*Work task:*
The data below is to be retyped exactly, line by line.

*Data shown:*

_ _ _ _ _ _ _

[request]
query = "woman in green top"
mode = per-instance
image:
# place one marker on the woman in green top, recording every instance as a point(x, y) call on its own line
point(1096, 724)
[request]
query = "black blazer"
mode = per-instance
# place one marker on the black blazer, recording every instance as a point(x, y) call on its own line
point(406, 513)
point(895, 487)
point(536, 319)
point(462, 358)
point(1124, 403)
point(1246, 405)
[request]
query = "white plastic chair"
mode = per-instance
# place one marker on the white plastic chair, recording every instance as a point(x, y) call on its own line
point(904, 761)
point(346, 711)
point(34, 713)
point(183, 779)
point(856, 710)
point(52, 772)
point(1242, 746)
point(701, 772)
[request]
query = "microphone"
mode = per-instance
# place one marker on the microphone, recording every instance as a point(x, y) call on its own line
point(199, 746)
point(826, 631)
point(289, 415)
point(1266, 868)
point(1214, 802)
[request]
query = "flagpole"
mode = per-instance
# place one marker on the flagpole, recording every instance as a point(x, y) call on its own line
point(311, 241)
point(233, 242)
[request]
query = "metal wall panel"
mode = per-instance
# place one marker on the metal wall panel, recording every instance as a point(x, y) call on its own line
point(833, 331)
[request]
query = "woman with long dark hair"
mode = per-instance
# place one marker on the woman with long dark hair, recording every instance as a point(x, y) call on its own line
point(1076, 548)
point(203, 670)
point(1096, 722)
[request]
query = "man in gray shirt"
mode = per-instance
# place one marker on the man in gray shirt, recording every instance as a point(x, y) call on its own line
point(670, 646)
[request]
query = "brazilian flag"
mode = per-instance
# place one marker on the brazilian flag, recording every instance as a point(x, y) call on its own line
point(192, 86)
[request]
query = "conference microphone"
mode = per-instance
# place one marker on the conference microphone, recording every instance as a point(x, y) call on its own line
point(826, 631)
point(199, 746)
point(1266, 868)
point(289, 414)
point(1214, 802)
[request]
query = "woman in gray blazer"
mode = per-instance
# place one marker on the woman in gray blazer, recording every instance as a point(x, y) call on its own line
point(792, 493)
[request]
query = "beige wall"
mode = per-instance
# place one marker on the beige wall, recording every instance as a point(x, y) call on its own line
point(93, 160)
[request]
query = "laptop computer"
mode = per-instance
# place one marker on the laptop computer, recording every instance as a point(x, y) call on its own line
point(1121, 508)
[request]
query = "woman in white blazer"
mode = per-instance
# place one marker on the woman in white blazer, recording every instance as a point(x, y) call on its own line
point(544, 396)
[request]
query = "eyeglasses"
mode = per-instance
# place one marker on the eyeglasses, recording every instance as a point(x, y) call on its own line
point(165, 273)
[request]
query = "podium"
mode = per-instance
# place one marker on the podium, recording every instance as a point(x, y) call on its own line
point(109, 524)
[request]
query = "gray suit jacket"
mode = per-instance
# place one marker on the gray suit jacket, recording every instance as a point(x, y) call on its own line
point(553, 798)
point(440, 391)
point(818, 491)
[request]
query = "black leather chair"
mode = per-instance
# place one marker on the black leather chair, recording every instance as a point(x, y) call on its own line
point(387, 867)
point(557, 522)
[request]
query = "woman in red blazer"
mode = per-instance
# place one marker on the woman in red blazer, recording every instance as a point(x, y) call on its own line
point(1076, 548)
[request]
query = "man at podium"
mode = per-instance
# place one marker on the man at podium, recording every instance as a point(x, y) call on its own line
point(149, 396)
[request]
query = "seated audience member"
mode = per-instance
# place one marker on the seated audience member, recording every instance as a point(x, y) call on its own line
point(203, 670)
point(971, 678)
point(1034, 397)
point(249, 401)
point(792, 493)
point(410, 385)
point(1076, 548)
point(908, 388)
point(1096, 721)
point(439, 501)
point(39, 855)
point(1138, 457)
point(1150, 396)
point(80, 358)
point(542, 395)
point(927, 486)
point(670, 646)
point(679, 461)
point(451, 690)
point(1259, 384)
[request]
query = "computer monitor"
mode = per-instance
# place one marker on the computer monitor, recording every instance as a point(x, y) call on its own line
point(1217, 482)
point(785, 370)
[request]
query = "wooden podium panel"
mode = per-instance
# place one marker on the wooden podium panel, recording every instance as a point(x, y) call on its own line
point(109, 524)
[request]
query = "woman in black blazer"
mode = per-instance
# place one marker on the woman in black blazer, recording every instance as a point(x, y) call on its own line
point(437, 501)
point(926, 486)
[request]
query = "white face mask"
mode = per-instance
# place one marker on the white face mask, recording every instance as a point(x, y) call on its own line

_ _ _ _ _ _ _

*Output of the exercise:*
[request]
query = "woman in green top"
mode = per-instance
image:
# place one marker on the woman in green top, recording every instance as a point(x, y) call on its own line
point(1096, 724)
[request]
query = "black blazer"
mode = per-instance
# place one marker on the black blazer, recording every instance as a point(x, y) call on its own line
point(406, 513)
point(895, 487)
point(536, 319)
point(462, 358)
point(1124, 403)
point(1246, 405)
[request]
query = "white plastic chair"
mode = per-instance
# place one marker on the white plastic chair, recording every instance as a point(x, y) call on its own line
point(904, 761)
point(346, 711)
point(34, 713)
point(183, 779)
point(856, 710)
point(52, 772)
point(1242, 746)
point(701, 772)
[request]
query = "microphone"
mode = per-instance
# place one marker on the microphone, recording every instance as a point(x, y) call on its own line
point(199, 746)
point(826, 631)
point(289, 415)
point(1266, 868)
point(1214, 802)
[request]
query = "flagpole"
mode = per-instance
# place one marker on the flagpole, recording every instance as a point(x, y) call on its own line
point(311, 241)
point(233, 242)
[request]
query = "metal wall panel"
mode = per-instance
# place one marker on the metal wall panel, recording every instance as a point(x, y) call on its own line
point(833, 331)
[request]
query = "woman with long dark hair"
mode = per-instance
# place one marker on the woman with long dark hair, recording every instance as a point(x, y) call on its own line
point(1076, 548)
point(203, 670)
point(1096, 722)
[request]
query = "man in gray shirt"
mode = per-instance
# place one marker on the man in gray shirt, recording every instance as a point(x, y) call on its own line
point(670, 646)
[request]
query = "brazilian flag"
mode = per-instance
# place one marker on the brazilian flag, recording every instance as a point(x, y) call on its own line
point(192, 86)
[request]
query = "conference microphone"
mode = per-instance
# place one marker on the conference microphone, recording every instance as a point(x, y) call on its own line
point(826, 631)
point(199, 746)
point(1266, 868)
point(289, 414)
point(1214, 802)
[request]
query = "woman in gray blazer"
mode = per-instance
# place one marker on the woman in gray blazer, recording every instance as a point(x, y) call on its own line
point(792, 493)
[request]
query = "beige wall"
mode = per-instance
# place one marker on the beige wall, recording every instance as a point(x, y) call on its own line
point(93, 160)
[request]
query = "laptop computer"
mode = per-instance
# place one marker on the laptop computer, recording every instance as a point(x, y) call on its own line
point(1121, 508)
[request]
query = "woman in white blazer"
mode = per-instance
# place one marker on the woman in white blazer, recording every instance as a point(x, y) call on its own line
point(544, 396)
[request]
query = "eyeglasses"
mode = per-instance
# place one marker on the eyeglasses, recording every instance as a point(x, y) call on its own line
point(165, 273)
[request]
query = "podium"
mode = per-instance
# place one marker on the podium, recording every instance as a point(x, y) call on its own line
point(109, 524)
[request]
query = "gray suit jacket"
mode = per-instance
# place one marker on the gray suit jacket, recording every instance as a point(x, y) call on its own line
point(553, 798)
point(440, 391)
point(818, 491)
[request]
query = "black leather chair"
mode = per-instance
# place one marker on the black leather chair, recording every instance as a point(x, y) call on its own line
point(387, 867)
point(557, 522)
[request]
query = "woman in red blazer"
mode = per-instance
# place one marker on the woman in red blazer, recording every instance as a point(x, y) call on its own line
point(1076, 548)
[request]
query = "man at podium"
mode = per-instance
# place one marker on the man at podium, recording every instance as a point(x, y) call on its own line
point(149, 396)
[request]
query = "seated audience member"
mode = per-instance
# place one marker on the seated audience member, recording every instance as a point(x, y) call on its own line
point(203, 670)
point(971, 678)
point(1034, 397)
point(249, 401)
point(792, 493)
point(410, 385)
point(1076, 548)
point(908, 388)
point(1096, 721)
point(439, 501)
point(39, 855)
point(1138, 457)
point(1150, 396)
point(80, 358)
point(542, 395)
point(927, 486)
point(670, 646)
point(679, 461)
point(451, 690)
point(1259, 384)
[request]
query = "computer monitor"
mode = per-instance
# place one marker on the computer monitor, recording every instance as a point(x, y) call on its own line
point(1217, 482)
point(785, 370)
[request]
query = "wooden podium panel"
mode = per-instance
# place one marker on the wooden podium panel, recording every instance as a point(x, y) call on its own line
point(109, 524)
[request]
query = "woman in black blazer"
mode = per-instance
# place one marker on the woman in black blazer, recording every instance as a point(x, y) call on its own line
point(437, 501)
point(926, 486)
[request]
query = "white face mask"
mode = per-instance
# place one marker on the white face mask, recording every instance as a point(x, y) call on its own line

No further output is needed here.